EXERCISE TASK: Pull out every line in the rows below that contains the string "sticker", and copy each such line unchanged. The match is case-sensitive.
--- begin AVAILABLE DATA ---
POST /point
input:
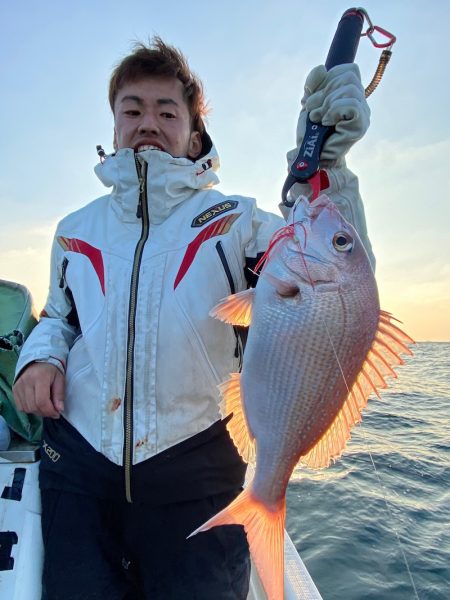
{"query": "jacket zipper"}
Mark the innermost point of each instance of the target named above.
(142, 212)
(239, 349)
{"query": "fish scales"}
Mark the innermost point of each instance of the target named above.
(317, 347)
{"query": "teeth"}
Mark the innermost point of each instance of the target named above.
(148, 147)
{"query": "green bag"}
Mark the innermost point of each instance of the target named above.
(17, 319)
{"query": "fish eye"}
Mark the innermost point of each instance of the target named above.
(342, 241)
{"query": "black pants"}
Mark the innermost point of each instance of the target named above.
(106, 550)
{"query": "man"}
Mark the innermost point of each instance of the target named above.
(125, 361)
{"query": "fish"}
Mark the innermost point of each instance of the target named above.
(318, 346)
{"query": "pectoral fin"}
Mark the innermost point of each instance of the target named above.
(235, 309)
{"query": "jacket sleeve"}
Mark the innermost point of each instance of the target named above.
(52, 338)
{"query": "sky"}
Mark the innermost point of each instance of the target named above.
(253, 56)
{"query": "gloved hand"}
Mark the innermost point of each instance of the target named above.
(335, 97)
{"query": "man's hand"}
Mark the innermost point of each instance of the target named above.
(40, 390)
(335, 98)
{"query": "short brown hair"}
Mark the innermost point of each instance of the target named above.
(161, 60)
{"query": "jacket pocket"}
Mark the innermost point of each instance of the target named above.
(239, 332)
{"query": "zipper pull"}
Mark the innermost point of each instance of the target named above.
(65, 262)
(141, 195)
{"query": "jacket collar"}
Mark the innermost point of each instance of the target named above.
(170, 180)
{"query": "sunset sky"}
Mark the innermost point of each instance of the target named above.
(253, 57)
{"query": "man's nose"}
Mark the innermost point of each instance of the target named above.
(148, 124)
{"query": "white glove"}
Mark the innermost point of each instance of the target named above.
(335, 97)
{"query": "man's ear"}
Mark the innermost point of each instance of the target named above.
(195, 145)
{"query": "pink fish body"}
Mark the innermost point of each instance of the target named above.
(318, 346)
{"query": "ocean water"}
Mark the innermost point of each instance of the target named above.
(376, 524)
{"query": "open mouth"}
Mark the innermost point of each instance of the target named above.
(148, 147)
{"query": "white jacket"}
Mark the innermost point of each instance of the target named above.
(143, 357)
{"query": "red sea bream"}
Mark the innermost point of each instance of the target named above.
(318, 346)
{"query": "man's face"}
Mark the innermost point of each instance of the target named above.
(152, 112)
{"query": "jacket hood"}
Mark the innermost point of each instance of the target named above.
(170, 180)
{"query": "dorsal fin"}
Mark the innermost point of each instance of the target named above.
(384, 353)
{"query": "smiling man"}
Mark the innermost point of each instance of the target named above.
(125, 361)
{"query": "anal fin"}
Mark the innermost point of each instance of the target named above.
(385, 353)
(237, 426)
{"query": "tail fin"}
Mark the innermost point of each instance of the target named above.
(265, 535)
--- end AVAILABLE DATA ---
--- begin AVAILABLE DATA ---
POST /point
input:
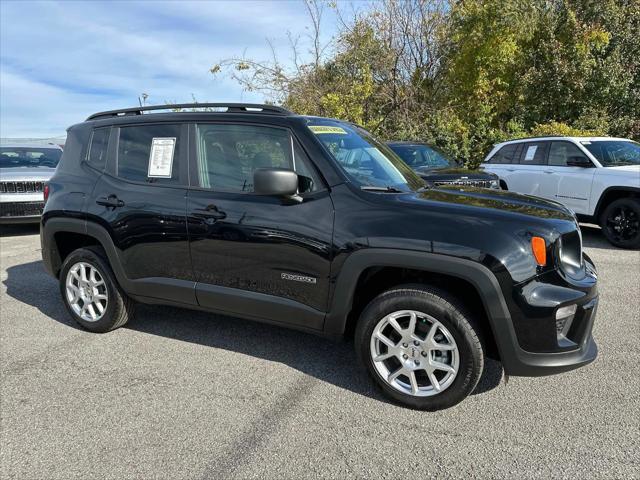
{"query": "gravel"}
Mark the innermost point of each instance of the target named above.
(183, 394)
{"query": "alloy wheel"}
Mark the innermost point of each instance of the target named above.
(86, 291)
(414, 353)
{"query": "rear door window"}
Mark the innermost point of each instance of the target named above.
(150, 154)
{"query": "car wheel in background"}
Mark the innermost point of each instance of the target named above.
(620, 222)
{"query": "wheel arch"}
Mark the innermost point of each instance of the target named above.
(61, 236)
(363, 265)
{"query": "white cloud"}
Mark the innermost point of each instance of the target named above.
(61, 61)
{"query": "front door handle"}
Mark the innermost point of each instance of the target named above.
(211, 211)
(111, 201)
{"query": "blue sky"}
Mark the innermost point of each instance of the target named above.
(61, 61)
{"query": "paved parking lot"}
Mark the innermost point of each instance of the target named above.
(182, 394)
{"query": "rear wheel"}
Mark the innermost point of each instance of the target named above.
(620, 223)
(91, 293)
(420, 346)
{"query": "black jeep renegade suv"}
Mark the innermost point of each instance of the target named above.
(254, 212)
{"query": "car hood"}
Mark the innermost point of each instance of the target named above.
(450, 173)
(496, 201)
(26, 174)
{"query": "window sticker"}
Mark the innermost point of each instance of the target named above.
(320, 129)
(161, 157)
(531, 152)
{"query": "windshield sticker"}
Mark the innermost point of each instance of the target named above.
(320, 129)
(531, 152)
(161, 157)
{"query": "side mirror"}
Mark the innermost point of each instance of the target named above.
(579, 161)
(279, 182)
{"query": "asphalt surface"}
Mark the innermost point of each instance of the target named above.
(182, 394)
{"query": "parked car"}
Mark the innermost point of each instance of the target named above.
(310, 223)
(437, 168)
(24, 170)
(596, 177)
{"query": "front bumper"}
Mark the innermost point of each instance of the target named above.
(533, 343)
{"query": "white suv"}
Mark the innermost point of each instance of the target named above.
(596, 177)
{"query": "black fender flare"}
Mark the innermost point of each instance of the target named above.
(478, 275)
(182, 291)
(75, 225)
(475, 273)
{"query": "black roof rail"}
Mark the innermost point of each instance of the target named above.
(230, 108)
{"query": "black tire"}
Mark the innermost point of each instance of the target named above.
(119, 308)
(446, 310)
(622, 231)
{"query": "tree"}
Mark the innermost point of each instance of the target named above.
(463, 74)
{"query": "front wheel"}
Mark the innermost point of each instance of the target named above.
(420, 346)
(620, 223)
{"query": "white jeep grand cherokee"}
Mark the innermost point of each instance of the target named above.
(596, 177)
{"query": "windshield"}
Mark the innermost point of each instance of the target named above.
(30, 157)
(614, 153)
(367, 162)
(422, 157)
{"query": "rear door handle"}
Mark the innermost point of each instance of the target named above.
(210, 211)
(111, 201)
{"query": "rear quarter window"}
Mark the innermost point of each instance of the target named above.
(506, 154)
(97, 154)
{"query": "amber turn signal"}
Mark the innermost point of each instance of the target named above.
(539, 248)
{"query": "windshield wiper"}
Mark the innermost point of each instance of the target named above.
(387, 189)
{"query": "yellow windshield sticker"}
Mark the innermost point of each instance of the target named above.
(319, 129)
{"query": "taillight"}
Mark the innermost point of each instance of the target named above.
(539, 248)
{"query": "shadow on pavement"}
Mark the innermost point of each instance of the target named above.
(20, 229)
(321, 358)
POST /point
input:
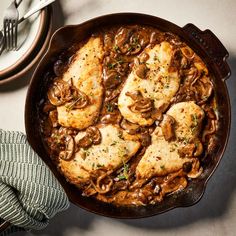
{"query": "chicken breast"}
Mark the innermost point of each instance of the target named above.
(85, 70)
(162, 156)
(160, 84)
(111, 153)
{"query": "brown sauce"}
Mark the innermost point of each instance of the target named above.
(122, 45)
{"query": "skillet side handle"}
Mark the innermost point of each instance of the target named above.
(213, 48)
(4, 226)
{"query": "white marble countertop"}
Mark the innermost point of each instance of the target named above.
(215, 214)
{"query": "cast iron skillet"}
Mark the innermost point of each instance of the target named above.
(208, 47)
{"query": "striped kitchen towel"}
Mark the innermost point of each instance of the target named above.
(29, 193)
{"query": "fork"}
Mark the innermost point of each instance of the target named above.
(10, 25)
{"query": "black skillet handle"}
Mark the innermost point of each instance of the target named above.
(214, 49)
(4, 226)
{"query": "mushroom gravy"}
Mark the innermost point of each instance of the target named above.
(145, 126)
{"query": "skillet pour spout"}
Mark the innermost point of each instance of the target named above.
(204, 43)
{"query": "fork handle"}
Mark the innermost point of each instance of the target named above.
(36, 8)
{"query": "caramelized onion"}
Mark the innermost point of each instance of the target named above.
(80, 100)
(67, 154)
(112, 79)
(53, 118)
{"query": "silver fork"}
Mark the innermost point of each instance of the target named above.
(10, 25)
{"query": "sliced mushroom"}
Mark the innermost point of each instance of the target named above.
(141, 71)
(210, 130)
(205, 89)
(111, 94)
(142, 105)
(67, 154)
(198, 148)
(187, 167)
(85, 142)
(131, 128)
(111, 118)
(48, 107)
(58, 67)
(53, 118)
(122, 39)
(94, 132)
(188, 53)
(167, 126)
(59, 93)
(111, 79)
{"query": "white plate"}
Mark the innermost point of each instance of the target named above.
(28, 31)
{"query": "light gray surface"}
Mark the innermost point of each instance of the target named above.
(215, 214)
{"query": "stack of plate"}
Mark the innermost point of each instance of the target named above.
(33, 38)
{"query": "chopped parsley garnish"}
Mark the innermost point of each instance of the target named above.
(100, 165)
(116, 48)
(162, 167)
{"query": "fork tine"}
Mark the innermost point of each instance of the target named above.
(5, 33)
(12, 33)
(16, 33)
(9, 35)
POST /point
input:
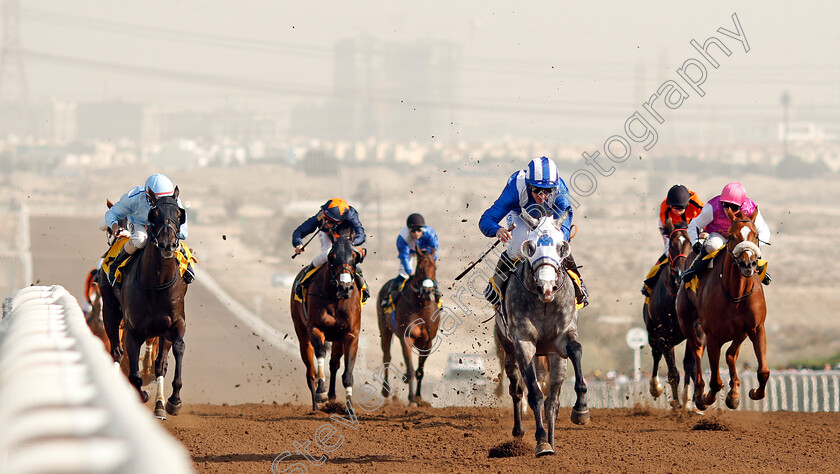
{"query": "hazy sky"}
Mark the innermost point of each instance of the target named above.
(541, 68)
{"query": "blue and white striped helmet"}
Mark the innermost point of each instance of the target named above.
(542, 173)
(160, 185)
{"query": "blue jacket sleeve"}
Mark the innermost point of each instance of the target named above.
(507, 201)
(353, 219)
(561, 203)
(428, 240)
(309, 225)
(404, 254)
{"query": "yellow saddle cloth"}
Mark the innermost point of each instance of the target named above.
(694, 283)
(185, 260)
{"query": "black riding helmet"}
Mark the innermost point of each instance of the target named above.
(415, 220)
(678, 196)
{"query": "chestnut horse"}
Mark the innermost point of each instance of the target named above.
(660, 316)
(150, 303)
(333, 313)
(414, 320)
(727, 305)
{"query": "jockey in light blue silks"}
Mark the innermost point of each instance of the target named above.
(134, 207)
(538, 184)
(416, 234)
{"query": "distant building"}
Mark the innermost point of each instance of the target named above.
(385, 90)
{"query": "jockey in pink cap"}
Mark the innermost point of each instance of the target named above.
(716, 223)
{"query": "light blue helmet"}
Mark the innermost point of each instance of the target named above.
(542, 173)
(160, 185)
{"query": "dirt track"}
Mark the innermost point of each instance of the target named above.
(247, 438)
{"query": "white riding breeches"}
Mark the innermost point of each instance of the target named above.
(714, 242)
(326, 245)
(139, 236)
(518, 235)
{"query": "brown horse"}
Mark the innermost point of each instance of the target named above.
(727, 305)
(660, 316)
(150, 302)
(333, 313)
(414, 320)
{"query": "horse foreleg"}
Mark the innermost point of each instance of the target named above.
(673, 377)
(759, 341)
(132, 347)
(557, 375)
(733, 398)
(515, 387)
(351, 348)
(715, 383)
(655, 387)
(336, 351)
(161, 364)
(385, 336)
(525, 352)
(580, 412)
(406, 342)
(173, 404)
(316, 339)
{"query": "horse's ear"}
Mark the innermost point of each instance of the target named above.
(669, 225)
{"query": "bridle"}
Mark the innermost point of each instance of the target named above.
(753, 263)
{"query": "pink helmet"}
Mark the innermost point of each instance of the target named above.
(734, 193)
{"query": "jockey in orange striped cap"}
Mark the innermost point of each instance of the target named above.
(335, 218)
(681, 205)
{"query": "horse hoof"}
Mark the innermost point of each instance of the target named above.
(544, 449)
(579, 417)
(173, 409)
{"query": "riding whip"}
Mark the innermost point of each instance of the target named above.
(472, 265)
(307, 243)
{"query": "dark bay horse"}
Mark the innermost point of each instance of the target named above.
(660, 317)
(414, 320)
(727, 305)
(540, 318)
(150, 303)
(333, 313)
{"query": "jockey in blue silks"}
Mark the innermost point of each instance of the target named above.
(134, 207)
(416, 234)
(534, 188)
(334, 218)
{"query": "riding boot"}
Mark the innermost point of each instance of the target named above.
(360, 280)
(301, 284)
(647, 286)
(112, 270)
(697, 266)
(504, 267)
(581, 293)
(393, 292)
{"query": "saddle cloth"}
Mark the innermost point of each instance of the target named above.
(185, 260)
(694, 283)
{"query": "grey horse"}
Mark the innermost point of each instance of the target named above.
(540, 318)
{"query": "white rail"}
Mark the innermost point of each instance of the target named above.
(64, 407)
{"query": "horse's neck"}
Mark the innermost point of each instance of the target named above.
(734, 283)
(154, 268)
--- end AVAILABLE DATA ---
COMPLETE ANSWER:
{"query": "window sticker"}
{"query": "windshield sticker"}
{"query": "yellow windshield sticker"}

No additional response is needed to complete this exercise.